• **TEXT PASSAGE**:
◆ ◆ ◆
Lower end of the flume with stacked cordwood

I had turned a hand to nearly every kind of employment common to the country, in six years of knocking about on the Pacific Coast, but I had never yet helped to operate a wood flume, and as the pay was satisfactory, the employment novel and likely to be exciting, I very promptly accepted the offer. Rolling up my wardrobe and a part of my kit- a square, a half-axe, a handsaw, a hammer, and chisel- in my blankets, I threw them over my shoulder, and set out at once for my new field of labor.

Stacked lumber to be loaded on train

The object of the flume was to run cord-wood from the mountains down to the edge of the valley, where a spur from “Bill Sharon’s crooked railroad” (as the late Senator’s pet project, the Virginia & Truckee railway leading from Carson To Virginia City, was then irreverently called) was laid, so that the wood could be loaded directly on the cars and taken to the mines, quartz mills, and hoisting works, of Virginia, Gold Hill and Silver City. The flume was a continuous trough, made of two-inch planks, by taking a sixteen inch, and an eighteen in wide plank, and spiking the latter on to the edge of the former at right angles,- thus leaving the sides equal, sixteen inches each, and standing at an angle of forty-five degrees. These boxes, or troughs, were then set, with the corner down, upon cross-ties laid about seven feet apart, and on each cross-tie, under each side of the trough, was fitted a heavy “bracket.” The brackets were spiked to the cross-ties, and the sides of the trough spiked to the brackets. Where the lay of the ground made it possible, the ground was graded and the cross-ties laid directly thereon; and where there were ravines, or gulches, to span, a trestle-work was built, capped, and laid with stringers, on which to rest the cross-ties supporting the troughs. In this way, and by various windings to conform to the sides of the mountain slopes and spurs, something like a uniform grade was established.

In order to take the “pinch” out of the bottom of the trough, pieces of four inch square timber were taken and sawn in halves from corner to corner, and these halves — called “diamonds” — having three sides, were nailed into the bottom of the troughs with the right angle down, thus presenting an upper surface of nearly six inches in width. At every sharp turn in the flume, the boxes forming the curve were lined on the inside with plates of iron from one eighth to one fourth inch in thickness, to avoid rapid wearing away by the passing wood. Thus equipped, the flume was ready for use, and had been in use for a short time on the day when I set out to take charge of the “lower section.”

Chapter 2

Arrival at camp, settling in

After a tramp of a couple of miles I came to the lower end of the flume, where it emptied its freight into the valley. It was late in the afternoon; the water was still rushing down in a continuous line of foam, and bearing an occasional stick of wood, which shot along like an arrow, but the flume then “running light,” and as I glanced up the heights far ahead of me, I caught glimpses, here and there, of this picturesque water-way, winding in and out among the mountain slopes, till it seemed to me like some mountain serpent, gliding from its alpine fastnesses to the valley below.
◆ ◆ ◆
• **SOURCE EXCERPT**:
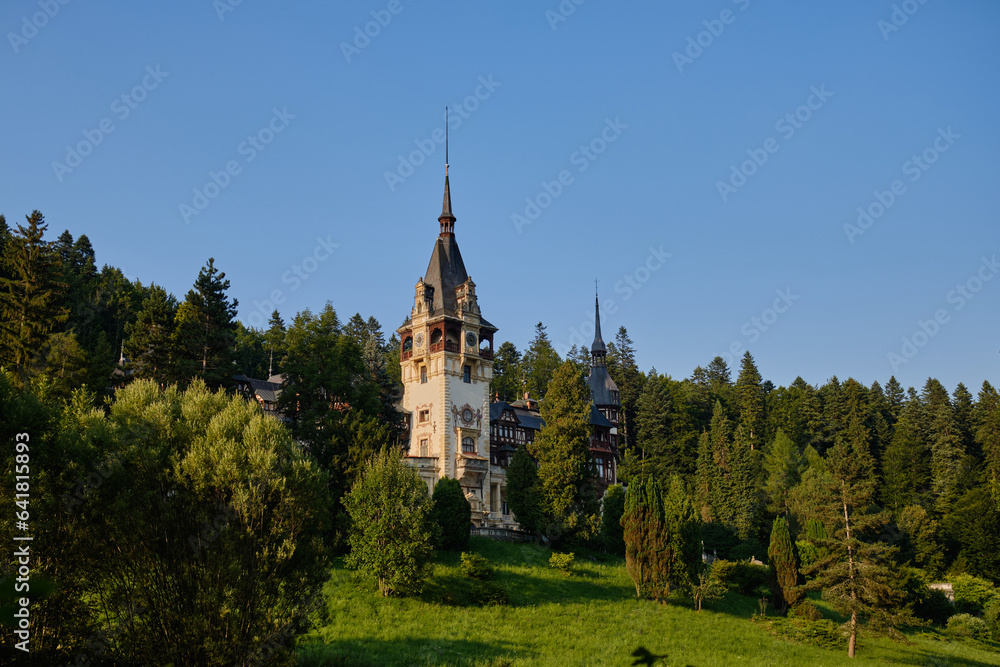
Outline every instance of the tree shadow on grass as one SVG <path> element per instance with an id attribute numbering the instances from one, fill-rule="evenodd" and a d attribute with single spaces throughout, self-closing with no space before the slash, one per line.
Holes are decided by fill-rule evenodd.
<path id="1" fill-rule="evenodd" d="M 383 667 L 385 665 L 455 665 L 477 667 L 512 664 L 535 657 L 513 642 L 476 642 L 427 637 L 407 639 L 345 639 L 329 644 L 309 642 L 298 647 L 300 667 Z"/>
◆ ◆ ◆
• **TASKS FOR THIS EXERCISE**:
a. In the account of the wood flume, why were the boxes at every sharp turn lined inside with iron plates? Answer in one to three sentences.
b. Answer these from the account of the wood flume, one line each:
(i) How long had the narrator been knocking about on the Pacific Coast?
(ii) About how far apart were the cross-ties laid?
(iii) How far did the narrator tramp before reaching the lower end of the flume?
c. Extend the account of the wood flume, picking up right after its last sentence.

• **RESPONSES TO THE TASKS**:
a. The boxes forming each curve were lined with iron plates one eighth to one fourth inch thick so that the passing wood would not rapidly wear them away.

b.
(i) Six years.
(ii) About seven feet apart.
(iii) A couple of miles.

c.
After toiling up some three miles farther, following for the most part the mountain grade, or wagon way, that ran in a general parallel douse with the flume, I came to our camp, which was at the upper end of my section. This was general headquarters for our loggers, teamsters, choppers, sawyers, and flume men; and here there was a saw mill driven by a sparkling mountain stream, which was conducted to the summit of a tall, narrow overshot wheel, and laughed and frolicked as it leaped into the buckets and let itself down, setting the mill “carriage” in motion, and the keen circular saws a -humming through the bodies of the yellow pine logs, and then gliding away again on the lower level, as if rather pleased with its passing labor. But it did not get far before its beauty was sadly marred by a little side-sluice, discharging into it a stream of sawdust, chips, and bits of bark, from the mill. At this time the mill was used only in sawing material to repair the flume, and to build “dry chutes,” etc., to be used in connection with it. I reached this camp about dusk and was welcomed by the “boys” as the “boss of the lower section.”
After supper at the camp boarding house, the boys began to turn in. Some had little cabins here and there, but many slept out in the starlight under the great towering evergreens, — and being a new comer, I was among the latter. I scraped together a quantity of pine needles, to which I added a sort of top dressing of leafy green fir twigs, then I spread over those my blankets, and lay down to rest.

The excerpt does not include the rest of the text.